▸ **Saved entries**:
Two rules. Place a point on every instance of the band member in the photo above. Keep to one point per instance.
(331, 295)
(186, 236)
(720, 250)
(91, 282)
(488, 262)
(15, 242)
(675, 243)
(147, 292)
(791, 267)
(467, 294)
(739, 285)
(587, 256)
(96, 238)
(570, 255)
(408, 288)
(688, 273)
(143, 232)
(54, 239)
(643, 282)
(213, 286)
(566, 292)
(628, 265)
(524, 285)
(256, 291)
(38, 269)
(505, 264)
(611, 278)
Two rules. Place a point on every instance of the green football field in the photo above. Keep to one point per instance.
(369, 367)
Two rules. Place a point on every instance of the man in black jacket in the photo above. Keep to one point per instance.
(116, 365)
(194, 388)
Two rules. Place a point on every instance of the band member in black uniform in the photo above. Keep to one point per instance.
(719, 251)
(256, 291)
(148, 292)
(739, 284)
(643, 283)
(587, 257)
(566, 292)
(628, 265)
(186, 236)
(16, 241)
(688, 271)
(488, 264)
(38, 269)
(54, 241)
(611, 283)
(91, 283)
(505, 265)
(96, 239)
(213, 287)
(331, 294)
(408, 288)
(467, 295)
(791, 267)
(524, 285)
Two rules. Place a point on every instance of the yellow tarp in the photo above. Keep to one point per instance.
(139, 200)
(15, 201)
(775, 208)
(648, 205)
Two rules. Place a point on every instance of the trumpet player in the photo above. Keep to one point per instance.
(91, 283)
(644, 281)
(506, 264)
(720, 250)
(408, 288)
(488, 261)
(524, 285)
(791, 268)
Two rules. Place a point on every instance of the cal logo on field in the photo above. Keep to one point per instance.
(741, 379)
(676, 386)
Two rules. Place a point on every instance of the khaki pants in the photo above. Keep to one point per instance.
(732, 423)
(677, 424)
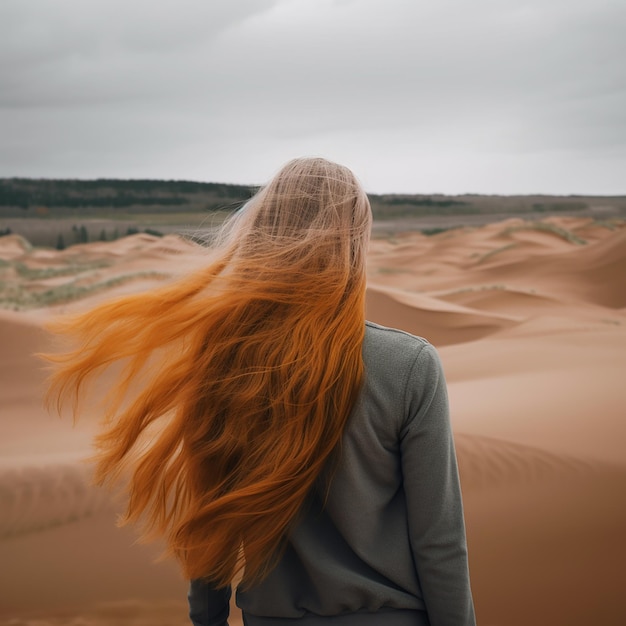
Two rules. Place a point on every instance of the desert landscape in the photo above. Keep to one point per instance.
(530, 320)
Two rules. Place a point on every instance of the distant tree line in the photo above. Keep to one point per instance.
(110, 193)
(80, 234)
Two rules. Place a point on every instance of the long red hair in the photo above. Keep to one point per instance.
(238, 379)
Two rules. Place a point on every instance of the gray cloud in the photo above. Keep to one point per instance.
(417, 95)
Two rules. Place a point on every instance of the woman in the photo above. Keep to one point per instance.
(264, 428)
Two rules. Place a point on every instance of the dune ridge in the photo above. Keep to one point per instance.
(33, 497)
(530, 322)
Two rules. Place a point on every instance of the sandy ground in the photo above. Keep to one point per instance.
(530, 321)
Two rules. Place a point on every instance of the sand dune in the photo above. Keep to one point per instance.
(530, 319)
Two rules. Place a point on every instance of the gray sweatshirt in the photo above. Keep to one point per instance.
(388, 545)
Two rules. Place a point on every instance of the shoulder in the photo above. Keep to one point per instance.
(397, 360)
(392, 343)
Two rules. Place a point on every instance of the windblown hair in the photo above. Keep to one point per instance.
(238, 379)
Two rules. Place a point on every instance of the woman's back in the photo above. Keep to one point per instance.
(386, 541)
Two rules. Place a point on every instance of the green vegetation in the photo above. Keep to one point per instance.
(549, 228)
(14, 297)
(51, 197)
(33, 273)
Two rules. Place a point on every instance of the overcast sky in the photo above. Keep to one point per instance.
(416, 96)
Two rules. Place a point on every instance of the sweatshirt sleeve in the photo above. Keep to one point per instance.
(208, 606)
(433, 494)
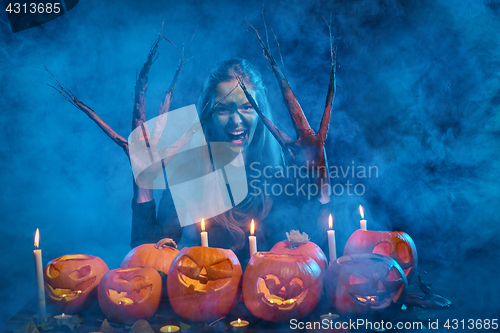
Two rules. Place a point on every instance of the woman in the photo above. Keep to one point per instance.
(232, 120)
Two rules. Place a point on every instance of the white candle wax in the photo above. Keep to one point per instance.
(331, 245)
(204, 234)
(42, 311)
(362, 224)
(204, 238)
(253, 245)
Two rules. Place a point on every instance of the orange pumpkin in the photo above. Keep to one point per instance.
(203, 283)
(297, 243)
(395, 244)
(148, 255)
(279, 287)
(365, 283)
(71, 281)
(129, 294)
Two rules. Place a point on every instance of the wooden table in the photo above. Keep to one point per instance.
(93, 318)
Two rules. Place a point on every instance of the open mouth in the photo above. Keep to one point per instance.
(67, 294)
(382, 300)
(237, 136)
(124, 298)
(282, 300)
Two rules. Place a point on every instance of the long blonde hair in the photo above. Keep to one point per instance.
(263, 149)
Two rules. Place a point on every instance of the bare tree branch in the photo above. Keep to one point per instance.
(67, 94)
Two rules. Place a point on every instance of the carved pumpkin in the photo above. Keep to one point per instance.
(203, 283)
(396, 244)
(365, 283)
(279, 287)
(297, 243)
(147, 255)
(128, 294)
(71, 281)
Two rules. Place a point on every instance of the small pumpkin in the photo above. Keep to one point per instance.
(147, 255)
(128, 294)
(281, 286)
(395, 244)
(203, 283)
(365, 283)
(297, 243)
(71, 281)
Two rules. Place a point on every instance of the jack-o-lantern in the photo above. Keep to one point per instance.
(128, 294)
(395, 244)
(203, 283)
(297, 243)
(147, 255)
(278, 287)
(365, 283)
(71, 281)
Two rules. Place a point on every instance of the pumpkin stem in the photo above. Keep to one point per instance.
(297, 239)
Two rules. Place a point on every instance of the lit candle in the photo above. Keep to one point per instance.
(239, 325)
(63, 319)
(331, 240)
(362, 223)
(252, 240)
(42, 312)
(329, 316)
(204, 234)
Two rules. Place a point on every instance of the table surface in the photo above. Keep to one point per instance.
(93, 319)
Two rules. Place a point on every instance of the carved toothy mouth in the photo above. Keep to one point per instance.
(59, 294)
(124, 298)
(280, 301)
(202, 282)
(376, 303)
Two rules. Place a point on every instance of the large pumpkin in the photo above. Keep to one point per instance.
(365, 283)
(129, 294)
(203, 283)
(279, 287)
(297, 243)
(395, 244)
(148, 255)
(71, 281)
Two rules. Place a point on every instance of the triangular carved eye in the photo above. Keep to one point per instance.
(223, 265)
(52, 272)
(357, 279)
(383, 248)
(404, 252)
(81, 272)
(394, 274)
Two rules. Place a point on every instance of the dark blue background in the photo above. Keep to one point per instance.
(418, 97)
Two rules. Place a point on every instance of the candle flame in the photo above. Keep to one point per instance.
(361, 212)
(37, 237)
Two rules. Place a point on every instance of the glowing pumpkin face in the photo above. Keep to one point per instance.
(365, 283)
(203, 283)
(396, 244)
(71, 281)
(278, 287)
(128, 294)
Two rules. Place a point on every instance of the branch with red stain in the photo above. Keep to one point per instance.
(308, 149)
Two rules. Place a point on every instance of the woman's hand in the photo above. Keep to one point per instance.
(165, 242)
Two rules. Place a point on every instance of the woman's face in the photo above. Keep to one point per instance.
(235, 119)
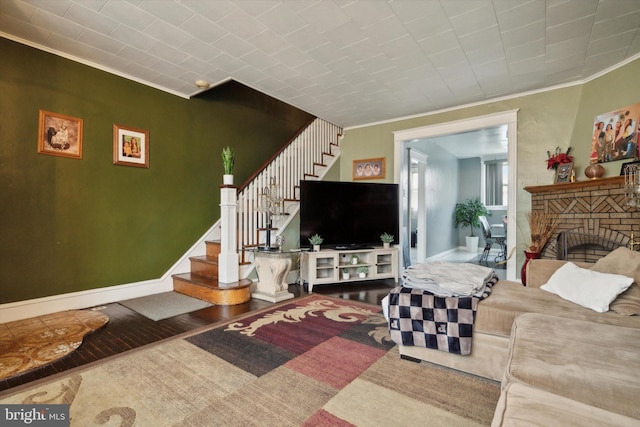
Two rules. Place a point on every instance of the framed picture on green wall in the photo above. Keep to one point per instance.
(59, 135)
(130, 146)
(369, 168)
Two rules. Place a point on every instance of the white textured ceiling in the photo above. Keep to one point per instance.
(349, 62)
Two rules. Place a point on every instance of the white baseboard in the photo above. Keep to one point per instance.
(13, 311)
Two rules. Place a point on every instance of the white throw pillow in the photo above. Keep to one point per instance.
(585, 287)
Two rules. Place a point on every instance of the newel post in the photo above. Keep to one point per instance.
(228, 263)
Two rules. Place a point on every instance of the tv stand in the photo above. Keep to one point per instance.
(351, 247)
(328, 265)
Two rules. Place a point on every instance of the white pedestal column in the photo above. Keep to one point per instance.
(272, 269)
(228, 263)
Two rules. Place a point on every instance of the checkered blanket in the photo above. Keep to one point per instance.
(419, 318)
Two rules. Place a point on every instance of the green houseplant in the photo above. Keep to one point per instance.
(362, 271)
(228, 159)
(386, 239)
(316, 240)
(467, 214)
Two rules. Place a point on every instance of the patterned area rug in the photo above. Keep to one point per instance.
(31, 343)
(312, 361)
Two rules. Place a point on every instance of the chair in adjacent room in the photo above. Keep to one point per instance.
(490, 238)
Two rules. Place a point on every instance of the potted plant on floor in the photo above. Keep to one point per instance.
(467, 214)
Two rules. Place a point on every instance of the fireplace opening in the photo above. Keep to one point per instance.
(576, 245)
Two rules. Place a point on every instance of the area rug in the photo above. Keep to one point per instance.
(31, 343)
(164, 305)
(313, 361)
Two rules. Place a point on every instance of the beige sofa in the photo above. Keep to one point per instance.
(559, 362)
(566, 372)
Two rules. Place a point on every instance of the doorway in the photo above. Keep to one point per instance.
(403, 154)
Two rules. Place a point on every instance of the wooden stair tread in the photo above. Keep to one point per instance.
(204, 259)
(197, 279)
(211, 290)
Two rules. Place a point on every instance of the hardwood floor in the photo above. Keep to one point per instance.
(128, 330)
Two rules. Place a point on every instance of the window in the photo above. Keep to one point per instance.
(496, 182)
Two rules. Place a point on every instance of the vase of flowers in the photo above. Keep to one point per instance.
(541, 226)
(558, 158)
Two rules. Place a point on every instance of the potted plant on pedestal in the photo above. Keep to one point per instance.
(386, 239)
(467, 214)
(316, 241)
(228, 158)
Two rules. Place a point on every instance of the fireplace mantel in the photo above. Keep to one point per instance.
(595, 207)
(570, 186)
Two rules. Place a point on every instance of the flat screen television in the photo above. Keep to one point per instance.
(348, 214)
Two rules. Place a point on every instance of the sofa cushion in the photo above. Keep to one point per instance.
(586, 287)
(508, 300)
(521, 404)
(594, 364)
(626, 262)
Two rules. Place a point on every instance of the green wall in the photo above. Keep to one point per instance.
(561, 117)
(77, 224)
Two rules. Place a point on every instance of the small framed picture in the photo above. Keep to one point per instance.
(59, 135)
(369, 168)
(624, 167)
(563, 174)
(130, 146)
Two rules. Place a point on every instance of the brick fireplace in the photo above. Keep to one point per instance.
(592, 209)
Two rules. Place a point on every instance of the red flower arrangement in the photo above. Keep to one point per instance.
(558, 158)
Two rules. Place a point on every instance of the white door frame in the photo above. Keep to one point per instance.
(421, 247)
(510, 118)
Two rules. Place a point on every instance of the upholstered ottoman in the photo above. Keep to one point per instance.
(577, 364)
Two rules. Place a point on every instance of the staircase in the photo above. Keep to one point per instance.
(307, 156)
(202, 281)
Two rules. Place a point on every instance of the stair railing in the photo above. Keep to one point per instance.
(297, 160)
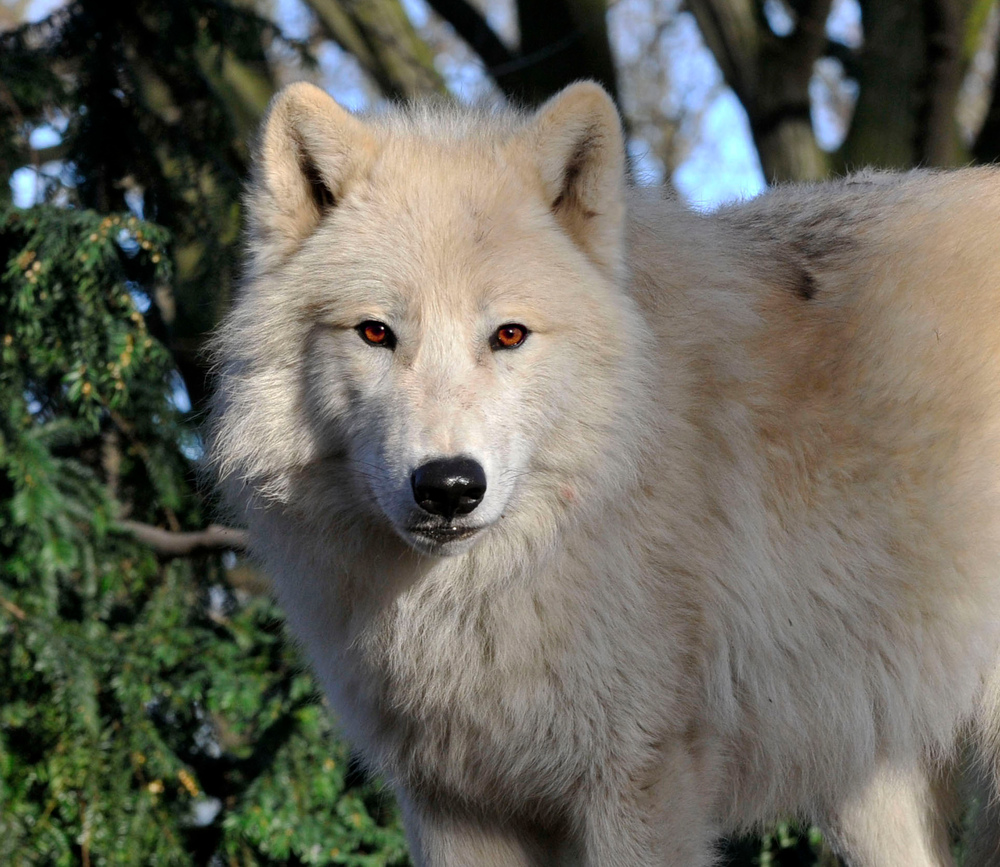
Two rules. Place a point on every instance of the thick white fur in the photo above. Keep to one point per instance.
(738, 557)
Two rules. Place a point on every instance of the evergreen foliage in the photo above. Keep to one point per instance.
(147, 714)
(150, 713)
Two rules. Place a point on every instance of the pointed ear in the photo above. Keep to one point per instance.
(309, 150)
(579, 150)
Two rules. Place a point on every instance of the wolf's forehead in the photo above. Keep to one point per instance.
(427, 173)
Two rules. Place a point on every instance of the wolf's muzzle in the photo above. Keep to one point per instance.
(449, 486)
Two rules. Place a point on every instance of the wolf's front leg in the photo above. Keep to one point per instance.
(899, 819)
(443, 838)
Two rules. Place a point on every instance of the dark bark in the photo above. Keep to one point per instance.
(168, 544)
(562, 41)
(770, 75)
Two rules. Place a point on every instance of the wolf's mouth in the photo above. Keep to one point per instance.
(441, 534)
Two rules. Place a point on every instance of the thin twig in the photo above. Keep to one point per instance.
(168, 544)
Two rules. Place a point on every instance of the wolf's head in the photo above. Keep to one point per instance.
(432, 334)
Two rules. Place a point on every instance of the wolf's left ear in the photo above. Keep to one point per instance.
(579, 150)
(310, 149)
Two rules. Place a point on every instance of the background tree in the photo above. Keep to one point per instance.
(150, 708)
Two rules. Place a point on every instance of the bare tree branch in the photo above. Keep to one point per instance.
(732, 34)
(471, 26)
(936, 128)
(168, 544)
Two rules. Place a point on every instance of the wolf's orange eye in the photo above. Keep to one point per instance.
(508, 336)
(377, 334)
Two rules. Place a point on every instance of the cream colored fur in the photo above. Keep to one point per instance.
(739, 553)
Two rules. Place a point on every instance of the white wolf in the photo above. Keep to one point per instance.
(611, 528)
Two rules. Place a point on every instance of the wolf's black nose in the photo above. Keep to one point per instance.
(449, 486)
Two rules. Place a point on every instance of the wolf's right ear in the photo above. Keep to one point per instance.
(309, 150)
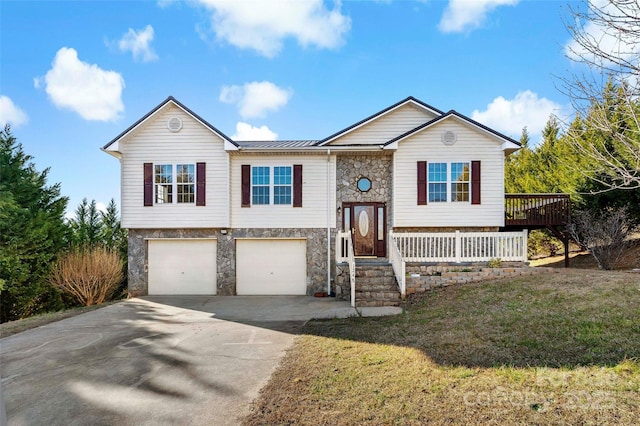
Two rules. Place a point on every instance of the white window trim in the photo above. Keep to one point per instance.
(174, 183)
(272, 185)
(449, 182)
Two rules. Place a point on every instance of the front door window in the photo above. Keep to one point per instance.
(363, 239)
(366, 222)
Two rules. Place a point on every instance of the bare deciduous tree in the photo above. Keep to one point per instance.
(605, 233)
(606, 39)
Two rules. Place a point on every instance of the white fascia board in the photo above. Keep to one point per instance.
(510, 146)
(113, 152)
(392, 146)
(410, 101)
(228, 146)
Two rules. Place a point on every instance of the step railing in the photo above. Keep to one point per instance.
(344, 253)
(398, 264)
(461, 246)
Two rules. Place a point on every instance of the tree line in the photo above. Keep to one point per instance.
(35, 237)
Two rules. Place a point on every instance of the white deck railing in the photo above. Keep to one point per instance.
(461, 246)
(399, 265)
(344, 253)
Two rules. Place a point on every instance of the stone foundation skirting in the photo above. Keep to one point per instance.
(226, 254)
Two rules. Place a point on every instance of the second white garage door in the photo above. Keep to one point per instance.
(271, 267)
(182, 266)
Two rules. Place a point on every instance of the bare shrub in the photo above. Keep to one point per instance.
(605, 233)
(90, 274)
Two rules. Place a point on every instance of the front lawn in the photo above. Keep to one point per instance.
(558, 348)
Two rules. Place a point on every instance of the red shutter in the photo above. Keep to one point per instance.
(297, 185)
(148, 184)
(422, 183)
(246, 185)
(475, 182)
(201, 181)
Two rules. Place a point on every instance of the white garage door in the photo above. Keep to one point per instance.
(182, 267)
(271, 267)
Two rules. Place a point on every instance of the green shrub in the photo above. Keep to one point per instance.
(494, 263)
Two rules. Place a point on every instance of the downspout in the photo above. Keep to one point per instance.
(328, 222)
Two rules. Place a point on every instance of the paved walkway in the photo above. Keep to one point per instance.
(153, 360)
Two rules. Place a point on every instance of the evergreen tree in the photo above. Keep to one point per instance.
(86, 226)
(32, 232)
(111, 233)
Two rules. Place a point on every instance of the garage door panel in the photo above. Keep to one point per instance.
(182, 267)
(271, 267)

▸ **WHAT IS EXPECTED**: Transcribe exactly, and only, the lines that extend from the one containing "Two rules. Place a point on every instance of the downspout" to the end of the records above, inclusive of both.

▸ **YOUR RESPONSE**:
Two rules. Place a point on every instance of the downspout in the photo above. Keep to one point per instance.
(328, 222)
Two rules. Place a point on every instance of the paved walkway in the photo above. Keep to one point per instance.
(153, 360)
Two rules. Place a point on every instance of the evergreen tree in the photo above. Keep to one point per instance.
(86, 226)
(32, 232)
(111, 233)
Two rules. Place a point on every instance of the garage door panel in the photo above. Keep to one point per instance.
(182, 267)
(271, 267)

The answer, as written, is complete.